### EXCERPT TO READ
======
Bug #991 join is not optimised well if between is used
Submitted: 4 Aug 2003 11:31 Modified: 12 Oct 2004 14:09
Reporter: [ name withheld ] Email Updates:
Status: Closed Impact on me:
None 
Category:MySQL Server Severity:S3 (Non-critical)
Version:4.0.14 and 4.1.0 OS:Mac OS X (Mac OS X 10.2)
Assigned to: Sergei Golubchik

[4 Aug 2003 11:31] [ name withheld ]
Description:
Select doesn't use the indexes as it could if you use 'between':

explain select * from token t1, token t2 where 
	t1.id between t2.id - 2 and t2.id - 1 and 
	t2.word = 3;
+-------+------+---------------+------+---------+-------+------+-------------+
| table | type | possible_keys | key  | key_len | ref   | rows | Extra       |
+-------+------+---------------+------+---------+-------+------+-------------+
| t2    | ref  | word          | word |       5 | const |    1 | Using where |
| t1    | ALL  | PRIMARY       | NULL |    NULL | NULL  |    3 | Using where |
+-------+------+---------------+------+---------+-------+------+-------------+

If you use constants for between the primary index is used:

explain select * from token where 
	id between 1 and 2;
+-------+-------+---------------+---------+---------+------+------+-------------
| table | type  | possible_keys | key     | key_len | ref  | rows | Extra       |
+-------+-------+---------------+---------+---------+------+------+-------------
| token | range | PRIMARY       | PRIMARY |       4 | NULL |    1 | Using where |
+-------+-------+---------------+---------+---------+------+------+-------------

Remarkably if you define the word coloumn of the table as unique then the index is used:

explain select * from token t1, token t2 where 
	t1.id between t2.id - 2 and t2.id - 1 and 
	t2.word = 3;
+-------+-------+---------------+---------+---------+-------+------
| table | type  | possible_keys | key     | key_len | ref   | rows | Extra       |
+-------+-------+---------------+---------+---------+-------+------
| t2    | const | word,word_2   | word    |       5 | const |    1 |             |
| t1    | range | PRIMARY       | PRIMARY |       4 | NULL  |    1 | Using where |
+-------+-------+---------------+---------+---------+-------+------

It does not matter whether you use '... t1.id between ... and ...' or 't1.id >= ... and t1.id <= ...'
I'm using MyISAM tables and didn't yet check with other table types

Thanks a lot,
Martin

How to repeat:
-- create table

create table token (
             id integer,
             word integer,
             primary key(id),
             index(word)
         );

-- and fill it with data

insert into token values (1,1), (2,2), (3,3);

explain select * from token t1, token t2 where 
	t1.id between t2.id - 2 and t2.id - 1 and 
	t2.word = 3;

explain select * from token where 
	id between 1 and 2;
[7 Aug 2003 2:54] [ name withheld ]
It is very important for me that this issue is solved as it has a very big impact on the speed of my 
application -- it makes mysql more or less unusable for me. Any tips or workarounds would be 
appreciated.
======
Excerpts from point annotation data
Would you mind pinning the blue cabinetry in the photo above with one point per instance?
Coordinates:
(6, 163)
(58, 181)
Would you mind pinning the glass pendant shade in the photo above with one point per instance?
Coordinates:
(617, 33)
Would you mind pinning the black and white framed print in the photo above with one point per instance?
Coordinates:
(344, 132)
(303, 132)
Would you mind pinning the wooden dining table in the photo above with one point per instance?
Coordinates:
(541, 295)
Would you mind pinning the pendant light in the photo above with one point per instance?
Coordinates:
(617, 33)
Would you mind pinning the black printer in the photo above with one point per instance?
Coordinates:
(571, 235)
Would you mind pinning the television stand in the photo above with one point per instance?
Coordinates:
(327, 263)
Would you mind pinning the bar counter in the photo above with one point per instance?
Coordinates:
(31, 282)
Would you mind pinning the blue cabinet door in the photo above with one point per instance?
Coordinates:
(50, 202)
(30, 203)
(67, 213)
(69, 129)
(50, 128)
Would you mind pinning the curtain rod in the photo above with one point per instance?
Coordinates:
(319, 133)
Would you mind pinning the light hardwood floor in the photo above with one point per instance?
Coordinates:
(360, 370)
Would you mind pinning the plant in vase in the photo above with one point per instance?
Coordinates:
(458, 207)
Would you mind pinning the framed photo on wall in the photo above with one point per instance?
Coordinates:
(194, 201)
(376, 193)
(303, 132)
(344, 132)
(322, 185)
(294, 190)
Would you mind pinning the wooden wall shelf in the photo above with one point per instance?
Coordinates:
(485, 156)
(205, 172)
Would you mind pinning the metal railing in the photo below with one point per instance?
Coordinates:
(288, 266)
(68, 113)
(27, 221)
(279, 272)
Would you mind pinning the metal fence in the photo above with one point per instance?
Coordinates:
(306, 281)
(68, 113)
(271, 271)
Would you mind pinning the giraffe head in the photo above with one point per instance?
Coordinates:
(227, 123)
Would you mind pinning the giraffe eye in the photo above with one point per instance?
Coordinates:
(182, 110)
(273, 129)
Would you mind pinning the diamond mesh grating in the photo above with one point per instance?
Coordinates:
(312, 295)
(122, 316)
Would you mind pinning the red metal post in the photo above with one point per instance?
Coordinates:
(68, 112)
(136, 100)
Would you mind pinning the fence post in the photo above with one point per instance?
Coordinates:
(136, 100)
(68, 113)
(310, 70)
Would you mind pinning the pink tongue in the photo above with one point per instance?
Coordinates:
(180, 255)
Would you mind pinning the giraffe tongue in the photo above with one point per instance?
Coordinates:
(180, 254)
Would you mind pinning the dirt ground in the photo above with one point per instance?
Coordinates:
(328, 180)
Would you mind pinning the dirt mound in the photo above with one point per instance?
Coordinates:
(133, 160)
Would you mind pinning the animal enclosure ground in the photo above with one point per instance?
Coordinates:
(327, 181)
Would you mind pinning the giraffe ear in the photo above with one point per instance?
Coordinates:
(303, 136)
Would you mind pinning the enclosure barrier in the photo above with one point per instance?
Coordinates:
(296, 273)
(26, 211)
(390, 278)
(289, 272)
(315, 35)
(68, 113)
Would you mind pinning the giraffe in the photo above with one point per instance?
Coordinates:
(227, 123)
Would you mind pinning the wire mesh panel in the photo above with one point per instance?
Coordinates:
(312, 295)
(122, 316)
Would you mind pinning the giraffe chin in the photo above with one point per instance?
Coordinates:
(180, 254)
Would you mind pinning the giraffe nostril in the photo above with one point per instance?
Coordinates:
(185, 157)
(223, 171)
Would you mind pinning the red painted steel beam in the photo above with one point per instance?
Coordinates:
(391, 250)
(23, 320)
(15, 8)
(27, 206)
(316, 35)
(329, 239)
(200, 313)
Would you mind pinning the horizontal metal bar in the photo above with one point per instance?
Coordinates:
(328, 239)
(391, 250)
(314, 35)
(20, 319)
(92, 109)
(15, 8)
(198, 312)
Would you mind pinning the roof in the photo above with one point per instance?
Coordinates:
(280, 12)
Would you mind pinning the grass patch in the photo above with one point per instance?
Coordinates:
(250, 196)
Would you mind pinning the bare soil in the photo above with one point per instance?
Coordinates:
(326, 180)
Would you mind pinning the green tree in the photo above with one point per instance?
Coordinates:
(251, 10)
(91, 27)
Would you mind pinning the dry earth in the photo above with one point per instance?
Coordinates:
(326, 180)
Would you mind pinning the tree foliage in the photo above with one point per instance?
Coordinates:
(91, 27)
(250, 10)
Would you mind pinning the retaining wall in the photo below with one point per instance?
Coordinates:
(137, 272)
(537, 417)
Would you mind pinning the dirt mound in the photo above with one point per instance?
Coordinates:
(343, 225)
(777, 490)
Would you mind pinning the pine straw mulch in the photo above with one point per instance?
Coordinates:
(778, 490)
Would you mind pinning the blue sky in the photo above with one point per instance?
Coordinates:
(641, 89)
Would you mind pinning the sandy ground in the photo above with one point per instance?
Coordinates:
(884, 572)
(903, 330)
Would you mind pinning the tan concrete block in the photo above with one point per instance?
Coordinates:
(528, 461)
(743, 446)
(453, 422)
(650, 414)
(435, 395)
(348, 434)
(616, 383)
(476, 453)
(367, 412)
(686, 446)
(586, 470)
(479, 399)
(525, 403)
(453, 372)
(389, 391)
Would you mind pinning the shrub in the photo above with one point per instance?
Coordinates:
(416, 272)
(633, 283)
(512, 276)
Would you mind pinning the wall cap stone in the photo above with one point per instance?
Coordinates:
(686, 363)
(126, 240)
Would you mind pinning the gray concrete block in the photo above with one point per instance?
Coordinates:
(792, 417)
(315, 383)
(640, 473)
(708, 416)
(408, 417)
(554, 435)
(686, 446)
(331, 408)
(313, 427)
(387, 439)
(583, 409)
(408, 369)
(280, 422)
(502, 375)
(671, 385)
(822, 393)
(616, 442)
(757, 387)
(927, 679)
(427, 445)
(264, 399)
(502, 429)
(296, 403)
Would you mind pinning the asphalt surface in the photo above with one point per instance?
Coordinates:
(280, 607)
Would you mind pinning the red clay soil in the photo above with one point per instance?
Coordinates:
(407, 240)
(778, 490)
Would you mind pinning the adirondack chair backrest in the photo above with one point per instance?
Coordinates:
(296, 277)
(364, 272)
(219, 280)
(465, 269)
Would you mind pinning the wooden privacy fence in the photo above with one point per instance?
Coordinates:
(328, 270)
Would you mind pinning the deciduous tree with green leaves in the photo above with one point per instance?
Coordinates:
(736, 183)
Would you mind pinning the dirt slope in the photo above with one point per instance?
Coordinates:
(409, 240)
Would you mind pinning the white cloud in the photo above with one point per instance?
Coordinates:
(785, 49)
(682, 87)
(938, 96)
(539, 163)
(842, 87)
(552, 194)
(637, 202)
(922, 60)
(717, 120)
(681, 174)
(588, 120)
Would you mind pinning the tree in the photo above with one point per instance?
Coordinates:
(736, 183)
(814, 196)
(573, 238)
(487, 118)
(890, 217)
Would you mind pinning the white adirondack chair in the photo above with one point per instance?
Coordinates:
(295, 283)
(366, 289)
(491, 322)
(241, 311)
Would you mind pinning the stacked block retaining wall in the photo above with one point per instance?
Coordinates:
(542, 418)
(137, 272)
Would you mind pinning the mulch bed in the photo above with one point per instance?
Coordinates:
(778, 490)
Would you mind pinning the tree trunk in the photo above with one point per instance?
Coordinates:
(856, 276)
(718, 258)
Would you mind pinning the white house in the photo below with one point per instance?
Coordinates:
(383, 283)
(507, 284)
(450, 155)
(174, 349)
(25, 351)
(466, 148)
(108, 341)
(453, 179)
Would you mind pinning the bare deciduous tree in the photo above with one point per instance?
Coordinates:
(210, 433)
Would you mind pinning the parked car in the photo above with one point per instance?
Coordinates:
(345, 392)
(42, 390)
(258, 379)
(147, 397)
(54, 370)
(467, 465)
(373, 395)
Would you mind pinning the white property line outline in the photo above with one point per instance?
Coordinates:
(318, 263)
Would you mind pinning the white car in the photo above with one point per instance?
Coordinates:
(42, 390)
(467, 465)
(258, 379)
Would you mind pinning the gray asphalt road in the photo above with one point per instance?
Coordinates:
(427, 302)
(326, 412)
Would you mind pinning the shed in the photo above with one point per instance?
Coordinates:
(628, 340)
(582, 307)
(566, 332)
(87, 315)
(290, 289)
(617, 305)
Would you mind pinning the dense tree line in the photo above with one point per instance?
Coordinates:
======
### OBJECTIVES
- A) Condense the paragraph of the bug report that begins "It is very important for me" into a short bulleted list that keeps its main facts.
- B) Carry the bug report about slow BETWEEN joins in MySQL on past its last line.

### ANSWERS TO THE PROBLEMS
- A)
- Fixing this issue is very important to the writer.
- It has a very big impact on the speed of their application.
- It makes MySQL more or less unusable for them.
- Any tips or workarounds would be appreciated.

- B)
Tanks,
Martin.
[8 Aug 2003 9:10] Sergei Golubchik
related issue:

From: Georg Richter <georg@php.net>
Subject: diffrence: BETWEEN and range operators?!
Date: Thu, 7 Aug 2003 23:25:52 +0200

Hi,

I just noticed the following behaviour:

mysql> create table t (x int, y int, index(x), index(y));
Query OK, 0 rows affected (0.00 sec)

mysql> insert into t (x) values (1),(2),(3),(4),(5),(6),(7),(8),(9);
Query OK, 9 rows affected (0.01 sec)
Records: 9  Duplicates: 0  Warnings: 0

mysql> update t set y=x;
Query OK, 9 rows affected (0.00 sec)
Rows matched: 9  Changed: 9  Warnings: 0

mysql> explain select * from t t1, t t2 where t1.y = 2 and t2.x between 0 and t1.y;
+----+-------------+-------+------+---------------+------+---------+-------+------+-------------+  
| id | select_type | table | type | possible_keys | key  | key_len | ref   | rows | Extra    |  
+----+-------------+-------+------+---------------+------+---------+-------+------+-------------+  
|  1 | SIMPLE      | t1    | ref  | y             | y    |       5 | const |  1   | Using where |  
|  1 | SIMPLE      | t2    | ALL  | x             | NULL |    NULL | NULL  |  9   | Using where |  
+----+-------------+-------+------+---------------+------+---------+-------+------+-------------+  
2 rows in set (0.00 sec)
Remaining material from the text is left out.